Referring expression pointing data:
[Start of section]

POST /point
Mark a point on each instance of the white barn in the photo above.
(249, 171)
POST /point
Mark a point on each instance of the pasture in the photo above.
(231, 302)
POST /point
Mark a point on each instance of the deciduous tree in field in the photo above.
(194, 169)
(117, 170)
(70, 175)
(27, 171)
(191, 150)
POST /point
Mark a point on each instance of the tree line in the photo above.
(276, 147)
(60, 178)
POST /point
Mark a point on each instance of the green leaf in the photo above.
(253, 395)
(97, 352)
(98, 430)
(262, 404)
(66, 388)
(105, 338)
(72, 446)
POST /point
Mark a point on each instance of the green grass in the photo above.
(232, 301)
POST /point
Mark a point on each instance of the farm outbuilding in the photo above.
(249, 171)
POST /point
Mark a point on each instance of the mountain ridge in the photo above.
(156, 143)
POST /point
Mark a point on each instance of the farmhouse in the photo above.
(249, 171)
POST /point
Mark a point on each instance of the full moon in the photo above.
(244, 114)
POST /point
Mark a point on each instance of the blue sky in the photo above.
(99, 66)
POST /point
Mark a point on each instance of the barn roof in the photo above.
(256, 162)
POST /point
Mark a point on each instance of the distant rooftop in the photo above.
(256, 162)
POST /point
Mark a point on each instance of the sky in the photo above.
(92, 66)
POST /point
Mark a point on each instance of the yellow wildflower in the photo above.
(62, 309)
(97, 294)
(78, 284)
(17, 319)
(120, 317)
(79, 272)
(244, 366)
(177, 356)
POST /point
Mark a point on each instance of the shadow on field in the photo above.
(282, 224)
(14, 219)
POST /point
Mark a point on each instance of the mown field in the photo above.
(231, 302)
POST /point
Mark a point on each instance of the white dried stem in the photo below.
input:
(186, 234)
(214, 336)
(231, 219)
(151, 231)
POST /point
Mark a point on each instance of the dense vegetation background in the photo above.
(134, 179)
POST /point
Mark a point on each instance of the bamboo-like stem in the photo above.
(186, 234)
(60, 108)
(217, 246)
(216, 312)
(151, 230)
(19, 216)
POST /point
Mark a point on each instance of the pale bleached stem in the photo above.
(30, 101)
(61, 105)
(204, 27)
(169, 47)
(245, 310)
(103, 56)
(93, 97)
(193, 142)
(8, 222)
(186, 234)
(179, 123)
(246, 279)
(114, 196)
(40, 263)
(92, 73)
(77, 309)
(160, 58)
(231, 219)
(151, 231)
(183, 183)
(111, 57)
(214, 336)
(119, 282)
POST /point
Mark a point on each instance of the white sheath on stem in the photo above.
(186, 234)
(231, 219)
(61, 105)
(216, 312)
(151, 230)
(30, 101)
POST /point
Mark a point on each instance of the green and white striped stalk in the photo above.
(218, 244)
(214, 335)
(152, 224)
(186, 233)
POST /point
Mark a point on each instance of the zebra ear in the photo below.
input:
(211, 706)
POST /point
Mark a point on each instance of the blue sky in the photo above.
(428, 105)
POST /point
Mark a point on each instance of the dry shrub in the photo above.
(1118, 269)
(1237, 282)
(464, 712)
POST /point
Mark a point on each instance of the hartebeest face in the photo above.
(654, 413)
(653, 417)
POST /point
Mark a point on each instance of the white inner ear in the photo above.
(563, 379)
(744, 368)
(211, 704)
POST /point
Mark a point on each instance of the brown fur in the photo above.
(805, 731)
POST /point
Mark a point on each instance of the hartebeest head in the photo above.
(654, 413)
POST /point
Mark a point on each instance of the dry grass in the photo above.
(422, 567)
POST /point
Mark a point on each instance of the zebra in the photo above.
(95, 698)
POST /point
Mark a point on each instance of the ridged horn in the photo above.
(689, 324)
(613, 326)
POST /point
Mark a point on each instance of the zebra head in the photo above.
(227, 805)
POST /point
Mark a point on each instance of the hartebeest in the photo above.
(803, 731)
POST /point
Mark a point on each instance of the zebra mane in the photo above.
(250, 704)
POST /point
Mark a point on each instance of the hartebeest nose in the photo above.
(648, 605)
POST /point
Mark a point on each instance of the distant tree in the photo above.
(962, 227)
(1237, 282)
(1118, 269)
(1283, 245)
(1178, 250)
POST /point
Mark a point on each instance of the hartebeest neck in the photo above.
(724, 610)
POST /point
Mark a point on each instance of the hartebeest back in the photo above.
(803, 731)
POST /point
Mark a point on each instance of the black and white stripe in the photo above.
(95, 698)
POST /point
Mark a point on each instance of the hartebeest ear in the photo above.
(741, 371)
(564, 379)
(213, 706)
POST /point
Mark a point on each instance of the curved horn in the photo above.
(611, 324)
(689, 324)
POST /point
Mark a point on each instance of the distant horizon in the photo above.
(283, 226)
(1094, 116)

[End of section]

Problem details: Copy out each line of the data that has the word "below" in it.

Completed exercise:
Mark a point on each instance of the white dried stem in the photo below.
Mark a point on each instance of the zebra ear in the photo below.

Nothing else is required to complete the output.